### WHAT THE EXERCISE ASKS
Copy exactly the stretch of data below from the line with "formatted like [1119,686]." through the line with "formatted like [460,199].", including both of those lines.

+++ DATA SHOWN +++

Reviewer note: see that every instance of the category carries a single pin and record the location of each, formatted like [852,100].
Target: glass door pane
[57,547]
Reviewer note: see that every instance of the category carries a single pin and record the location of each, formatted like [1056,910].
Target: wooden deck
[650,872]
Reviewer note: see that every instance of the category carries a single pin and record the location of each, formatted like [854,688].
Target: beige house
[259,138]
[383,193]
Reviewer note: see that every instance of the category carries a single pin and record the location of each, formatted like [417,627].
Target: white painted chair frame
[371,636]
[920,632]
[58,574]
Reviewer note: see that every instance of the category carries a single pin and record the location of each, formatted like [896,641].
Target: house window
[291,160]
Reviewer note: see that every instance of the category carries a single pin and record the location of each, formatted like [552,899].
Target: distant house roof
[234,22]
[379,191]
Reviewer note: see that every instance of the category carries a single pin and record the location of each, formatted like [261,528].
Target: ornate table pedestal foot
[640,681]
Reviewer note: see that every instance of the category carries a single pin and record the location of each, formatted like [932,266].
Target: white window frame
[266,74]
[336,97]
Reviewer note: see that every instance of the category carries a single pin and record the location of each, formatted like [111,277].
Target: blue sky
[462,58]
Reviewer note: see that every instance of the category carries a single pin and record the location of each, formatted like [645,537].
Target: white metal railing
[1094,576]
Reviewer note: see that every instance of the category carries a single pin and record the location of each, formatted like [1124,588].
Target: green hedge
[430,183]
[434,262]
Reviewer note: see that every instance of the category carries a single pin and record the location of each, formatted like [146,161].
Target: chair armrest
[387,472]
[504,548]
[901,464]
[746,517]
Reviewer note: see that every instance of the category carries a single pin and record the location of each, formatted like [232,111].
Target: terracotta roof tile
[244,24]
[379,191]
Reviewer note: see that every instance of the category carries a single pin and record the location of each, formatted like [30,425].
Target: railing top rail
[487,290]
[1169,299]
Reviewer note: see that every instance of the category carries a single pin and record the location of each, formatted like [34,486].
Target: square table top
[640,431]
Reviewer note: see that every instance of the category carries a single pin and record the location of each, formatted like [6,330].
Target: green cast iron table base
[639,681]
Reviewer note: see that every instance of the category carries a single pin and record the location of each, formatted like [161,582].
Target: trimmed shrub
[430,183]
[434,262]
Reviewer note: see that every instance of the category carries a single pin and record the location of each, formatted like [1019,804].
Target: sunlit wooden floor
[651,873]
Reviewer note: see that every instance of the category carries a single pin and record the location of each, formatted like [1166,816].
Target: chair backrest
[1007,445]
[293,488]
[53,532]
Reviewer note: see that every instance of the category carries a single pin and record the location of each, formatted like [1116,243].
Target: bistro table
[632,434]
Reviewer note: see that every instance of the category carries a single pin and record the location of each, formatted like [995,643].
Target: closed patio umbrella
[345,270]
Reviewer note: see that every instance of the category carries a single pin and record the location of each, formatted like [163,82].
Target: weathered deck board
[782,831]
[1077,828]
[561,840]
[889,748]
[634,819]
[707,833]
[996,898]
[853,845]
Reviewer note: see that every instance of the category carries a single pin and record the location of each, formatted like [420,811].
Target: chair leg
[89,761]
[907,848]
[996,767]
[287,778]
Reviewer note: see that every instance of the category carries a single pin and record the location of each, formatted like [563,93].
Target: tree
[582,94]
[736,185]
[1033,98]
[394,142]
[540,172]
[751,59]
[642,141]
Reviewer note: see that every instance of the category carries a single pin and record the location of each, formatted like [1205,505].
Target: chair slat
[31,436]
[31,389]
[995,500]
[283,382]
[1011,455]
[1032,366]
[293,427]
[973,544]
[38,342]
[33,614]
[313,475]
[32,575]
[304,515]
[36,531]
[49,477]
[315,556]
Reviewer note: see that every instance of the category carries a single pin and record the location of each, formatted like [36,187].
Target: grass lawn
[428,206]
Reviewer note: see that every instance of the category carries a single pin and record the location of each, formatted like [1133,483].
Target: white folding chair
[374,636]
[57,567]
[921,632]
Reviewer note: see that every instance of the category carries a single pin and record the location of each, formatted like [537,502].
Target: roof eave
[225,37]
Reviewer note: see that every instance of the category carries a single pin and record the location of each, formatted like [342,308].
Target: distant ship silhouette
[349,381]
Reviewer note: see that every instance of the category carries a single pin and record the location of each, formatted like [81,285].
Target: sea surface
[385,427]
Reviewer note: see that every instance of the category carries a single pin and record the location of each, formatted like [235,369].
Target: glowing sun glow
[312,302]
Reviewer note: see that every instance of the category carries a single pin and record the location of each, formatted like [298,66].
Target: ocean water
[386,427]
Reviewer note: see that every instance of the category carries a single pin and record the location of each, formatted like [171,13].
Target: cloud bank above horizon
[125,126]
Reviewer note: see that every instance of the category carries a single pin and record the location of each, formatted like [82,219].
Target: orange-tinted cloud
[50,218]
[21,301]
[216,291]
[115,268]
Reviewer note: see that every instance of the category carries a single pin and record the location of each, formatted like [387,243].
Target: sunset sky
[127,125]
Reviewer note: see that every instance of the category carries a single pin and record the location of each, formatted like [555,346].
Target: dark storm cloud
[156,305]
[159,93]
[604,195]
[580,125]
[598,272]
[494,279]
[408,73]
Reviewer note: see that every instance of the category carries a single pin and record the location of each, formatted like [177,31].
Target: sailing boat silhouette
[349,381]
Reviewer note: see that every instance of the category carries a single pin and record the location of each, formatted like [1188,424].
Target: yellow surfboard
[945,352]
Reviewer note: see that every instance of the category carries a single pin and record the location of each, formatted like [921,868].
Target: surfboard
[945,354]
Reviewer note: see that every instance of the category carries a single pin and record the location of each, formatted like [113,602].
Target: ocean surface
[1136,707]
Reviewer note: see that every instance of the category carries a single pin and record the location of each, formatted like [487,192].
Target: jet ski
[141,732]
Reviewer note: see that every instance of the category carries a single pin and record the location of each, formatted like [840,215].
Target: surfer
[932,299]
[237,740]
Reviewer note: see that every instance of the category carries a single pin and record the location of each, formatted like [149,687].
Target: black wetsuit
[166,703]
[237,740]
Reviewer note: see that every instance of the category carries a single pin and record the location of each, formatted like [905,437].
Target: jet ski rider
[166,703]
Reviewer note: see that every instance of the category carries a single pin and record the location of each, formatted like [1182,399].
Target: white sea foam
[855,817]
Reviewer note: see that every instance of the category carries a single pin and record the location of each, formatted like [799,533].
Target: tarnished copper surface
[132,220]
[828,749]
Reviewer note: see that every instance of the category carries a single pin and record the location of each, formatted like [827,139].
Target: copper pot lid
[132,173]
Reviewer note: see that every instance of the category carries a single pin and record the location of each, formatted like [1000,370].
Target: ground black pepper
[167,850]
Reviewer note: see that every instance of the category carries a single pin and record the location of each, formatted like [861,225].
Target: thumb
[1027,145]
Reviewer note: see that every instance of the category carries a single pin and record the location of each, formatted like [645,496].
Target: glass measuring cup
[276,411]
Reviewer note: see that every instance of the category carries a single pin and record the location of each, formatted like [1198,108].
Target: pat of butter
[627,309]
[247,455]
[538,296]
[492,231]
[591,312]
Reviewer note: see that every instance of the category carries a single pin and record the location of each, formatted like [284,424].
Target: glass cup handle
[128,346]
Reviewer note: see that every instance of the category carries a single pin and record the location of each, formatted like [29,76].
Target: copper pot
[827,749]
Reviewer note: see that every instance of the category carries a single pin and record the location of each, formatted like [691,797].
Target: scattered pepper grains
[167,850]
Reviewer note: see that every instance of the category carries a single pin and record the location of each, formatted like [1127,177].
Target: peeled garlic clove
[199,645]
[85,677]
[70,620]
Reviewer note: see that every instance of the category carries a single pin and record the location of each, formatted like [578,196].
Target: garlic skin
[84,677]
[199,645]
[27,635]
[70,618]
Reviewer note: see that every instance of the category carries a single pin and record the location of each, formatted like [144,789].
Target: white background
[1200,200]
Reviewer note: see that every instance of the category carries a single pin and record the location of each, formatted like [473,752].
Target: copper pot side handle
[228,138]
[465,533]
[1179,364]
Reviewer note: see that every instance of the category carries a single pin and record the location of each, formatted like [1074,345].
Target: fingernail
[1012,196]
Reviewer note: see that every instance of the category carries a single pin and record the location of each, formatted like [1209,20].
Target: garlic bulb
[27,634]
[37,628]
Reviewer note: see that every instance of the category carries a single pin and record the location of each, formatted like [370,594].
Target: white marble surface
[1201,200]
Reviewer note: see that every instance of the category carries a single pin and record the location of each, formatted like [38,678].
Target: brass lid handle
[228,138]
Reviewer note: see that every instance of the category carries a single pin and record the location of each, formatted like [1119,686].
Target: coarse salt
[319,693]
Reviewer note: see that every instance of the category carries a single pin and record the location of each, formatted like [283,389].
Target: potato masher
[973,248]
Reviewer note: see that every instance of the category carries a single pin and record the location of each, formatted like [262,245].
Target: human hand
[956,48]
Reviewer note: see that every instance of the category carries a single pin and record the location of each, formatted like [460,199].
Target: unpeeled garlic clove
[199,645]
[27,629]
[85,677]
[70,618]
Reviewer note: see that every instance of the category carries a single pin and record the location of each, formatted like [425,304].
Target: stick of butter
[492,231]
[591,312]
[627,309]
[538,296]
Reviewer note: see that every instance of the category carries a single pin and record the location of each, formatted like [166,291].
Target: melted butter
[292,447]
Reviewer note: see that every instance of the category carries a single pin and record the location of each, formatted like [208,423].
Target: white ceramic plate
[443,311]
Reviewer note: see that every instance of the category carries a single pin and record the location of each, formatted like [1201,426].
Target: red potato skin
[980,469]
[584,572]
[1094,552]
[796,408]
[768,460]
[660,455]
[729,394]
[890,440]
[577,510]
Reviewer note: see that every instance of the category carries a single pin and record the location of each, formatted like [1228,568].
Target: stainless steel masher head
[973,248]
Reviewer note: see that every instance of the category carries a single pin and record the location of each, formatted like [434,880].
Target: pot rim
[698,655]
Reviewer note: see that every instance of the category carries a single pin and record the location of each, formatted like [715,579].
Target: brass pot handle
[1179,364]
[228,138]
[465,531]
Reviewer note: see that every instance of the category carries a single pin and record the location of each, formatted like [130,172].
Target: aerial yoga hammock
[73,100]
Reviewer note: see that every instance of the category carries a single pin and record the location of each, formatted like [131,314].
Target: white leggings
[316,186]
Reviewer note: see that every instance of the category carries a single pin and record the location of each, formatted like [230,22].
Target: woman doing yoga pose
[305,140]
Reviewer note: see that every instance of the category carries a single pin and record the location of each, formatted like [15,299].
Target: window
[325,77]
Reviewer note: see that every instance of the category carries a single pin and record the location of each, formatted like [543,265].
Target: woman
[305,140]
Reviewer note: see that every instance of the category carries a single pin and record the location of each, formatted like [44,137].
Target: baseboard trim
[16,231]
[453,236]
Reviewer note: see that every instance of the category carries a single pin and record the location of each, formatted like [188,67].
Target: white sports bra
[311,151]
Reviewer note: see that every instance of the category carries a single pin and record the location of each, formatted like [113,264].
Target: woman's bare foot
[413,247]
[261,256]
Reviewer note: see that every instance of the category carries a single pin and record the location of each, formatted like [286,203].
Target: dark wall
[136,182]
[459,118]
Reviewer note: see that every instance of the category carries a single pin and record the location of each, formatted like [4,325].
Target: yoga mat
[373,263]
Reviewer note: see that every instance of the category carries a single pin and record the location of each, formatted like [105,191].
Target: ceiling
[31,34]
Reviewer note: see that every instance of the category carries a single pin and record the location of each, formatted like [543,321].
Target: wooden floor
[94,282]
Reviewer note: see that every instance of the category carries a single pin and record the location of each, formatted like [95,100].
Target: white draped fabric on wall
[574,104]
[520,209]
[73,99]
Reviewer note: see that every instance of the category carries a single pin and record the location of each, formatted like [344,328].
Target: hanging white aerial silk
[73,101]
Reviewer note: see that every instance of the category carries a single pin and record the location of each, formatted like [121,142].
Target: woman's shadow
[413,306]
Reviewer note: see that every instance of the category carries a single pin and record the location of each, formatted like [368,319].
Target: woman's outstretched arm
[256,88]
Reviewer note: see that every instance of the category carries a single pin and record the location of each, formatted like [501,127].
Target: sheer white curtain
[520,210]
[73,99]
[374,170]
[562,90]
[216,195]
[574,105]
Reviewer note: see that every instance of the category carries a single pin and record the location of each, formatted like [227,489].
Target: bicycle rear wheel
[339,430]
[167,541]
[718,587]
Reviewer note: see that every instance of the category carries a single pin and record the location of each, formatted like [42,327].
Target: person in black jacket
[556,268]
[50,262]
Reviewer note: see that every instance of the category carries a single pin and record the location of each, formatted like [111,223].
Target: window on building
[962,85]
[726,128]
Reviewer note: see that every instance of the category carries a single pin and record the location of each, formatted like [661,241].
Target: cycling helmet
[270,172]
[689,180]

+++

### ANSWER BOX
Reviewer note: see that every instance of the category carries a single pin and record the location of each, formatted like [1119,686].
Target: coarse salt
[319,693]
Reviewer note: see that every instance of the category carries a single pin and record the location of each, formatted like [283,389].
Target: potato masher
[973,248]
Reviewer note: see that every instance of the category carries a single pin and record the location of each, formatted like [262,245].
Target: human hand
[956,48]
Reviewer note: see that every instance of the category carries a single pin and record the location of each, formatted like [460,199].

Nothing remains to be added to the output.